**SUPPLIED PASSAGE**
Segment Open
Weill Cornell Researchers Find New Locus of Genetic Defect for Some Cases of Familial Aortic Aneurysm

Study Shows FAA is a "Genetically Heterogeneous" Disease

May 21, 2001


A study led by Craig T. Basson, M.D., Ph.D., of the Molecular Cardiology Laboratory in the Division of Cardiology at Weill Cornell Medical College identifies the locus of one genetic defect responsible for familial aortic aneurysm (FAA). Ruptured aortic aneurysm is a common cause of death, and approximately one-fifth of aortic aneurysms are hereditary.

FAA is an hereditary aortic aneurysm syndrome in which aneurysms occur as an isolated cardiovascular condition—without the associated connective-tissue and skeletal abnormalities seen in Marfan or Ehlers-Danlos syndromes. FAA is an autosomal dominant trait—that is, an affected person who marries an unaffected person has a 50% chance of passing it on to each of their children.
Segment Closed
**PROVIDED DATA**
Segment Open
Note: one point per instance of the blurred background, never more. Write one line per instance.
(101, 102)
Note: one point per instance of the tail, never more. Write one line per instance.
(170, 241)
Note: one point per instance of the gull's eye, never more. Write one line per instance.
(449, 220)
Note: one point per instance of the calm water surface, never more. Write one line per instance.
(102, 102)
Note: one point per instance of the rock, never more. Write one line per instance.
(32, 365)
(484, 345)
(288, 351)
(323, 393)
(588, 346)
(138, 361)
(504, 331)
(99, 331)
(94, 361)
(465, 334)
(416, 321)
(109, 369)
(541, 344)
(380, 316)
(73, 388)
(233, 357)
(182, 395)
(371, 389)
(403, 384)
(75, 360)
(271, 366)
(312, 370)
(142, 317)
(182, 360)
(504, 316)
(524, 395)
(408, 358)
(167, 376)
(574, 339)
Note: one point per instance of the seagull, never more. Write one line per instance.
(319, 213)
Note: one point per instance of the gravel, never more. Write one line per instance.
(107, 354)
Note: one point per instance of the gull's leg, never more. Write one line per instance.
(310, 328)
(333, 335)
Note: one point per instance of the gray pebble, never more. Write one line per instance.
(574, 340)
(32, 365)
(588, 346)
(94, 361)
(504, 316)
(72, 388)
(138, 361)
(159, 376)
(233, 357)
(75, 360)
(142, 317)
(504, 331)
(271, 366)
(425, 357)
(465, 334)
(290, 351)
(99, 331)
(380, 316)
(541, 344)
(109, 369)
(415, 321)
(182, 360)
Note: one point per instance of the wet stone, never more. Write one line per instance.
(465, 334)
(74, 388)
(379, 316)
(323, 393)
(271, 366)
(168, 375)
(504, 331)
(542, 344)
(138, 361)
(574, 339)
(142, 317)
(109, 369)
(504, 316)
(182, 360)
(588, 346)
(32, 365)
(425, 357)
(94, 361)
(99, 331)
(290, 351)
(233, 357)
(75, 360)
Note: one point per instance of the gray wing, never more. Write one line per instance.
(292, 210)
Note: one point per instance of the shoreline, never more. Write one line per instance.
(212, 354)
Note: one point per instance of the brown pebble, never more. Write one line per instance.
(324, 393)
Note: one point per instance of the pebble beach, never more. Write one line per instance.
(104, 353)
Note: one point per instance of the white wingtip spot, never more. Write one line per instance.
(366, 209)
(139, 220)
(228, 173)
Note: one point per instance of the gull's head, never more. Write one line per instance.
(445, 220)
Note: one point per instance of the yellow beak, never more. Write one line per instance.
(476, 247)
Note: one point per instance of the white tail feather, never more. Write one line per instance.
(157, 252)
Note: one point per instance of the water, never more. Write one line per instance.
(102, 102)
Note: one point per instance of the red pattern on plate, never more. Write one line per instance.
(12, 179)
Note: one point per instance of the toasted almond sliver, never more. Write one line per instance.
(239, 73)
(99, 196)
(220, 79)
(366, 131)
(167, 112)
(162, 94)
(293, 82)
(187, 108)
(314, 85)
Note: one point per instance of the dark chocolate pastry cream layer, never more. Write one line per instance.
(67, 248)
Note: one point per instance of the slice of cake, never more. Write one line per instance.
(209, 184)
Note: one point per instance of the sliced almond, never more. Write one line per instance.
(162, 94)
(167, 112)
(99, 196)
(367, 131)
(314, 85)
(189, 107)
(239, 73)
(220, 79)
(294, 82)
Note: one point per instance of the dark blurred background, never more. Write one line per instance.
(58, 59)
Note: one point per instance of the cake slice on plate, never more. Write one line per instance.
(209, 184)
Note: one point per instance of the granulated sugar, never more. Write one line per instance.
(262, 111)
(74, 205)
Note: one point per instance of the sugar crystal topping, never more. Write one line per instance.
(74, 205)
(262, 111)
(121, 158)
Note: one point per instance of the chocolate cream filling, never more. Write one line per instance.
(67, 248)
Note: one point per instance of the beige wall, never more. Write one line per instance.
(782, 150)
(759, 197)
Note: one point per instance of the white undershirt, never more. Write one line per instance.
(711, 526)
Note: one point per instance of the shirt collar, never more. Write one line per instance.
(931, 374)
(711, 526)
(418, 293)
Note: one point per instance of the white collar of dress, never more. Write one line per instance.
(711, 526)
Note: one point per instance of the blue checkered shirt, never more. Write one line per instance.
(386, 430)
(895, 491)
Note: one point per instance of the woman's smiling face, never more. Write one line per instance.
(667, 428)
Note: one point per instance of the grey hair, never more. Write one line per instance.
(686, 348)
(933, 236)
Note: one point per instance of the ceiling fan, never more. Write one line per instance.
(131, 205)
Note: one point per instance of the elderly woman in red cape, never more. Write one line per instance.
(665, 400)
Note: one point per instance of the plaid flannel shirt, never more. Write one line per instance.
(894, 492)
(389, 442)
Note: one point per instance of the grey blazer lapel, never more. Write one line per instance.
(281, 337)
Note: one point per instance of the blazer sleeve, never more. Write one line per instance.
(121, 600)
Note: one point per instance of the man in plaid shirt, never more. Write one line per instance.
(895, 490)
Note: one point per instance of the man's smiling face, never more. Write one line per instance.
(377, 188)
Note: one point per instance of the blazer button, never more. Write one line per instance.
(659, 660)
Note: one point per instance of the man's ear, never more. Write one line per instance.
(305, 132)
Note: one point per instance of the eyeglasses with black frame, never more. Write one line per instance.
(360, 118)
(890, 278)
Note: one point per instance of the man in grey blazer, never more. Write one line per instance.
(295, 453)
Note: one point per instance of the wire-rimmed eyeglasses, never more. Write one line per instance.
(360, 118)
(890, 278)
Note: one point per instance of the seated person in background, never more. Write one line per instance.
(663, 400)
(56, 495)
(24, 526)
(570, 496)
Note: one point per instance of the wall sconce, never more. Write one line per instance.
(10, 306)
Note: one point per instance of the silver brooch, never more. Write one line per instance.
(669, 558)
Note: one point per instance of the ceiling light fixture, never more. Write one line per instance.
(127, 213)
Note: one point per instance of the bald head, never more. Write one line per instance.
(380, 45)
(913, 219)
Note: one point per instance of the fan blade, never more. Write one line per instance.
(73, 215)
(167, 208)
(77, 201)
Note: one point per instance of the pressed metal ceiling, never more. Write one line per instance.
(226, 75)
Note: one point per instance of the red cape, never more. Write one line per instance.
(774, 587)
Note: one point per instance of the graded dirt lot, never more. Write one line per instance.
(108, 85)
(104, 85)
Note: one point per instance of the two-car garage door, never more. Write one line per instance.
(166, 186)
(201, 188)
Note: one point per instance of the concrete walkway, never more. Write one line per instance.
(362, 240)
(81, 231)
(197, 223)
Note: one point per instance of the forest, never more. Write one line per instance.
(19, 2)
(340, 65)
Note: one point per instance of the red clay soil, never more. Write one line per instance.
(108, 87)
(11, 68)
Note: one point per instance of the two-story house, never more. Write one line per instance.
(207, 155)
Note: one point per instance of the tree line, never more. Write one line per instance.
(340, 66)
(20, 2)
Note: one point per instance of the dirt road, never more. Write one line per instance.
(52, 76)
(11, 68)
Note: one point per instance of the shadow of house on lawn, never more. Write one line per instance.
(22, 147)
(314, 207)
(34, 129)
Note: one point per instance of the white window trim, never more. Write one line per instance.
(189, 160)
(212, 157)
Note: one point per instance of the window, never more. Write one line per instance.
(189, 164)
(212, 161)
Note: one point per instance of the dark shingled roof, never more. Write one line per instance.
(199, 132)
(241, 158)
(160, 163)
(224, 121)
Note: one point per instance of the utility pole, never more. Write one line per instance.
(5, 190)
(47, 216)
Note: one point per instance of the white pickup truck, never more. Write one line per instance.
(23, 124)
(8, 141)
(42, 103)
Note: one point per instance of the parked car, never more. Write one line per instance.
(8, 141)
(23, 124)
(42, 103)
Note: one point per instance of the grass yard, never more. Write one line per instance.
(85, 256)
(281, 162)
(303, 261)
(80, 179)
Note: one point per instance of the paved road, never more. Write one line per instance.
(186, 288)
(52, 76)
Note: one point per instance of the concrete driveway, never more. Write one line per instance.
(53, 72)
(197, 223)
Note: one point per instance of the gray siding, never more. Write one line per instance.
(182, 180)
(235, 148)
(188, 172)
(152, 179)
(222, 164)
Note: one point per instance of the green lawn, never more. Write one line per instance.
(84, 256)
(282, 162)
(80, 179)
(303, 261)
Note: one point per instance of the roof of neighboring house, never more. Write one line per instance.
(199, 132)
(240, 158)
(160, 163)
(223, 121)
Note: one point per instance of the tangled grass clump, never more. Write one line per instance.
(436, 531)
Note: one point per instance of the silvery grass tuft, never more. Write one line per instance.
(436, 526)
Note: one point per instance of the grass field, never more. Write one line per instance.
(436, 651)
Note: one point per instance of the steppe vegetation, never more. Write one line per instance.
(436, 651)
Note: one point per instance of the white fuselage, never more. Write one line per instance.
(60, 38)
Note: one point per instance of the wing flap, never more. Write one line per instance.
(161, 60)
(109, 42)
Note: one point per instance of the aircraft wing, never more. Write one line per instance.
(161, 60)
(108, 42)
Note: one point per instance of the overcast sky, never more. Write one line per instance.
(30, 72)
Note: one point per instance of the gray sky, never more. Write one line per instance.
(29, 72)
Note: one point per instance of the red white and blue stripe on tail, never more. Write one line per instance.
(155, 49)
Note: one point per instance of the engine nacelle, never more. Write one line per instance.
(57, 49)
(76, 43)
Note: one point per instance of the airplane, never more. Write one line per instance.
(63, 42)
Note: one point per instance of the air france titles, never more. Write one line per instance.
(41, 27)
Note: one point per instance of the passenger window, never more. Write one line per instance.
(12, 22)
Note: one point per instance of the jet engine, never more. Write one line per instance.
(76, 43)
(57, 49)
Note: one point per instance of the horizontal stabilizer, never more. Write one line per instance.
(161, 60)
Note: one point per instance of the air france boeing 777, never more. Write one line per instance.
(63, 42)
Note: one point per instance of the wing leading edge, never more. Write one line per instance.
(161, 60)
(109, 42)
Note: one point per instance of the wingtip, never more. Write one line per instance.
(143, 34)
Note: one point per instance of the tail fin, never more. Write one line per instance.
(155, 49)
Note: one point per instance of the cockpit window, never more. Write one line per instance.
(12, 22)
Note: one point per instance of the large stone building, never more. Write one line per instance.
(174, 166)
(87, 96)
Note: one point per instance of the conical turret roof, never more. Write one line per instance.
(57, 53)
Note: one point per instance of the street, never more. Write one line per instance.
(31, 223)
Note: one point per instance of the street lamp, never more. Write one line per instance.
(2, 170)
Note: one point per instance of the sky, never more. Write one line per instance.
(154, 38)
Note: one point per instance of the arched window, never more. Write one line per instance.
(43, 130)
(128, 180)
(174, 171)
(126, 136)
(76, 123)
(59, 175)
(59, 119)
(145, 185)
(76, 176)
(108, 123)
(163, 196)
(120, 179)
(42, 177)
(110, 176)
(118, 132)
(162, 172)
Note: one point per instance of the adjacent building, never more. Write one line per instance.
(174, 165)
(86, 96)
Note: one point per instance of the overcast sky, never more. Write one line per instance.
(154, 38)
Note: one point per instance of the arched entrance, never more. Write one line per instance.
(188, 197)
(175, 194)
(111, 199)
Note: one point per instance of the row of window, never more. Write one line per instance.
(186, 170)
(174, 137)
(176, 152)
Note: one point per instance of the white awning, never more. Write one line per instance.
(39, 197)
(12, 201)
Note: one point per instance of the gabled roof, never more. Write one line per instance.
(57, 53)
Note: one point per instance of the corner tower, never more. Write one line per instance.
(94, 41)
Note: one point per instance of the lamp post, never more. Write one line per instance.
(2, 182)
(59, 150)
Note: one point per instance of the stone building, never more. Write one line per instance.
Segment Closed
**PARTS OF THE EXERCISE**
(a) Answer these questions from the aortic aneurysm article:
(i) In which laboratory is Craig T. Basson based?
(ii) About what share of aortic aneurysms are hereditary?
(iii) What chance does an affected person married to an unaffected person have of passing FAA on to each child?
(b) Decide whether each statement agrees with the aortic aneurysm article. Answer yes or no, quoting the words that decide it.
(i) In FAA, aneurysms come with the skeletal abnormalities seen in Marfan syndrome.
(ii) FAA is an autosomal dominant trait.
(iii) Ruptured aortic aneurysm is described as a rare cause of death.
(c) Transcribe word for word the part of the aortic aneurysm article between "Study Shows FAA" and "of their children.", inclusive.
The items are separate material, unrelated to the aortic aneurysm article.

**LIST OF ANSWERS**
(a)
(i) The Molecular Cardiology Laboratory in the Division of Cardiology at Weill Cornell Medical College
(ii) Approximately one-fifth
(iii) A 50% chance

(b)
(i) No: "without the associated connective-tissue and skeletal abnormalities seen in Marfan or Ehlers-Danlos syndromes"
(ii) Yes: "FAA is an autosomal dominant trait"
(iii) No: "Ruptured aortic aneurysm is a common cause of death"

(c)
Study Shows FAA is a "Genetically Heterogeneous" Disease

May 21, 2001


A study led by Craig T. Basson, M.D., Ph.D., of the Molecular Cardiology Laboratory in the Division of Cardiology at Weill Cornell Medical College identifies the locus of one genetic defect responsible for familial aortic aneurysm (FAA). Ruptured aortic aneurysm is a common cause of death, and approximately one-fifth of aortic aneurysms are hereditary.

FAA is an hereditary aortic aneurysm syndrome in which aneurysms occur as an isolated cardiovascular condition—without the associated connective-tissue and skeletal abnormalities seen in Marfan or Ehlers-Danlos syndromes. FAA is an autosomal dominant trait—that is, an affected person who marries an unaffected person has a 50% chance of passing it on to each of their children.